Text segment >>

——

# john Deere 930 moco



## vermeer1031 (Dec 22, 2012)

i'm looking at buying a john Deere 930 moco and i was just wounding what everyone tough of them?


----------



## Vol (Jul 5, 2009)

Whats your location and are you getting rollers or flails and what kind of hay do you primarily grow?

Regards, Mike


----------



## discbinedr (Mar 4, 2013)

Basically good machines. The cutterbar is made of cast iron segments that tend to crack on rocks. The roller or impeller drive is an exposed gear system that tends to wear the gear teeth. Cut quality is excellent and they have one of the better shear protection systems. One of the heavier machines out there so you will want a big enough tractor.


----------



## ETXhayman (Jul 19, 2012)

We run a 630 and a 830 moco both with flails. They are the toughest pieces of equipment we have. I have accidentally mowed over t-posts, logs, a drag/harrow made of chains and a 4 inch pipe (bent the pipe). Pulled it all out and kept on going. They are heavy so you'll want plenty of tractor pulling it. Your fuel consumption will increase quite a bit but that's the trade off when you go to a mower with a conditioner.

I'm not sure if your looking to buy new or not or what comes standard on the 930 moco but I would suggest getting a mower with the rockshaft swivel hitch (I think that's what it's called). It helps you turn a lot tighter than the basic hitch system. We have the basic version and it's irritating trying to make a sharp turn without tearing up U - joints on the driveline or cracking the tongue (expensive fix).


----------



## vermeer1031 (Dec 22, 2012)

i'm running a custom operation in south Texas. the type of crop that i'm cutting depends on the weather but mostly coastal and some Sudan. this cutter has the impeller on it, it looks like a good cutter but looks very heavy, the only problem i have is this cutter is a 140 miles away, so we have to come up with a plan to get it on my flatbed trailer any suggestions?


----------



## Supa Dexta (May 28, 2014)

2 good sized loader tractors to lift it and then back the trailer under it.. Its gonna be wide though.

And yes a mower with a swivel hitch for the 3 point hitch, may take a bit longer to hookup, but it saves time and wear and tear in the field.


----------



## Vol (Jul 5, 2009)

Vermeer, I do not know what type of Sudan that you grow in your region, but John Deere does not recommend impellers for thick stemmed or cane type crops over 5 feet tall.

Regards, Mike


----------



## discbinedr (Mar 4, 2013)

The 930 should not be confused with the 630 and 830. Those are current models while the 930 is much older and not available with the swivel hitch.


----------

——

Data listing >>
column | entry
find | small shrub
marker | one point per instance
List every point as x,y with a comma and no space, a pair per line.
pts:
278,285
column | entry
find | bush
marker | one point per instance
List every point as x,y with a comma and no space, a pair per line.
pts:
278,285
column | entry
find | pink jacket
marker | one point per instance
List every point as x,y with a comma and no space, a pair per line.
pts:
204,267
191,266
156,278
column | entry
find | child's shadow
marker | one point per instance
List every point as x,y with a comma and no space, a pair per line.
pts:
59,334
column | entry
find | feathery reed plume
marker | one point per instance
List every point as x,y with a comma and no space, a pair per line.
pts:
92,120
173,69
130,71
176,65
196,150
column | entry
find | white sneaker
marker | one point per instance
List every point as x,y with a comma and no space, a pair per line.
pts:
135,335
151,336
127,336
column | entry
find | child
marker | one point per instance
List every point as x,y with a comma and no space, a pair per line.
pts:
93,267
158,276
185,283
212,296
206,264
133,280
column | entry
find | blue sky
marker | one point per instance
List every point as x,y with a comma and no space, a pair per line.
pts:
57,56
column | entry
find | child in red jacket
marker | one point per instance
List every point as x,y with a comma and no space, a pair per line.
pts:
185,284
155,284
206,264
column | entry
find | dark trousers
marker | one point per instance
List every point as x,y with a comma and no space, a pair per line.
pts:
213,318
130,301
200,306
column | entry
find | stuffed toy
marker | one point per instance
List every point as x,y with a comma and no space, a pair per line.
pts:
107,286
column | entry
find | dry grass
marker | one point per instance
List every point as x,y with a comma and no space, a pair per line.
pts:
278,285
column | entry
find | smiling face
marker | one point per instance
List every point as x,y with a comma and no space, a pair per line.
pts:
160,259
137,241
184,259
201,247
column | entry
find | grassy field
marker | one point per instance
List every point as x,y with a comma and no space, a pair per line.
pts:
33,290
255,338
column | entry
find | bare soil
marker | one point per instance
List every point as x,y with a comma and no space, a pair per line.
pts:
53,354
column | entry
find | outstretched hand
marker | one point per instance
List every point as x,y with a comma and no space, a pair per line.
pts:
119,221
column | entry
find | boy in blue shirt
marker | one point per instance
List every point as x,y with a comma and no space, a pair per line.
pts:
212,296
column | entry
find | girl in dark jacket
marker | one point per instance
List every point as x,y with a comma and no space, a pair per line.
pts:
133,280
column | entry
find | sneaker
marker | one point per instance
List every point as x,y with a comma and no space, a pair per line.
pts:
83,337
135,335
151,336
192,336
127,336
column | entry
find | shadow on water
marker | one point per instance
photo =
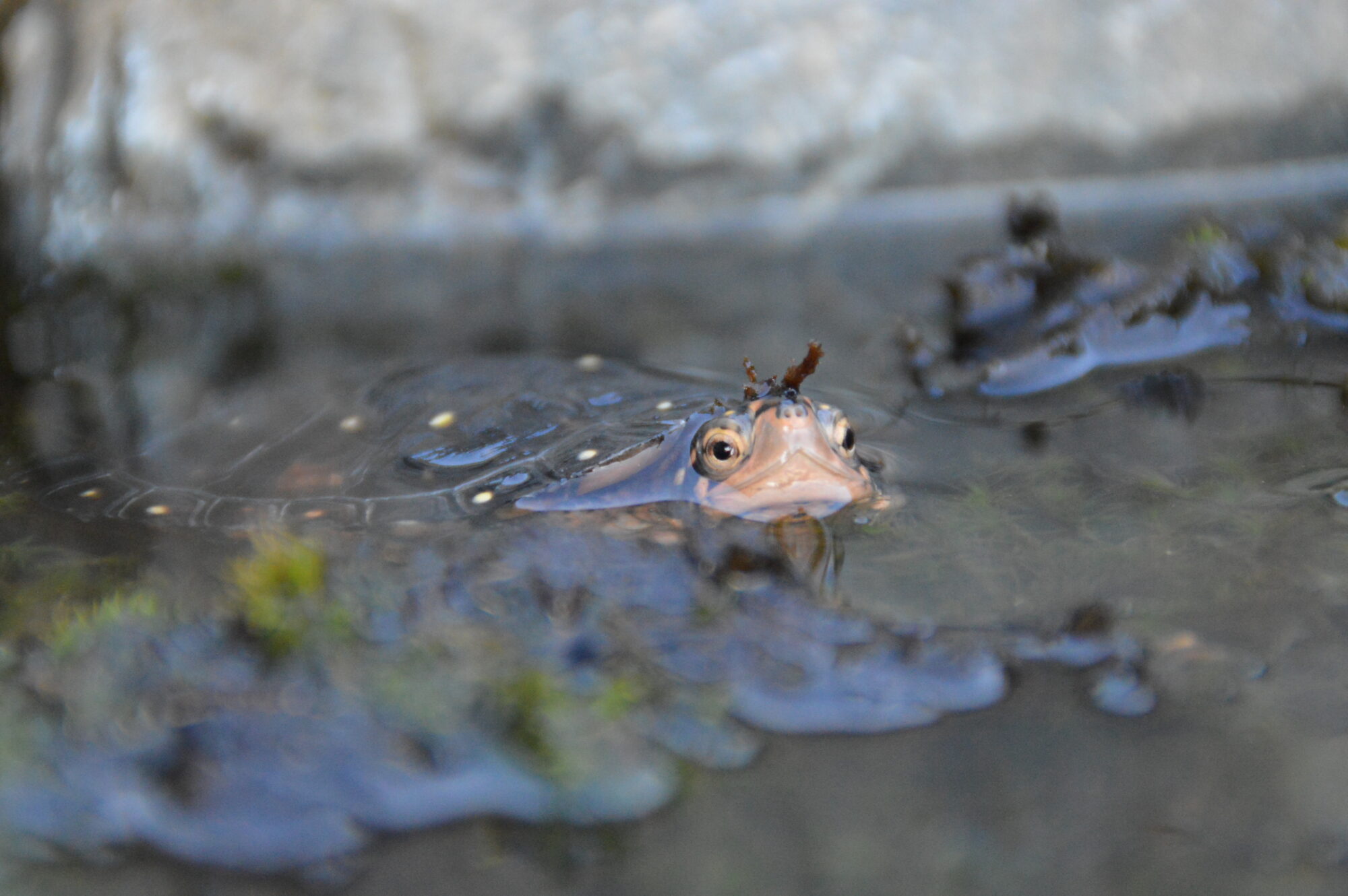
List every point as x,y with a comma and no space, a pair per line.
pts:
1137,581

——

To do >>
- A) Duplicate the part of the forum thread starting with "We run a 630" and going on through "with a conditioner.".
- B) Report how many lines of the records contain the string "shadow", giving the number alone.
The records bear no relation to the forum thread.

Response list >>
- A)
We run a 630 and a 830 moco both with flails. They are the toughest pieces of equipment we have. I have accidentally mowed over t-posts, logs, a drag/harrow made of chains and a 4 inch pipe (bent the pipe). Pulled it all out and kept on going. They are heavy so you'll want plenty of tractor pulling it. Your fuel consumption will increase quite a bit but that's the trade off when you go to a mower with a conditioner.

- B) 2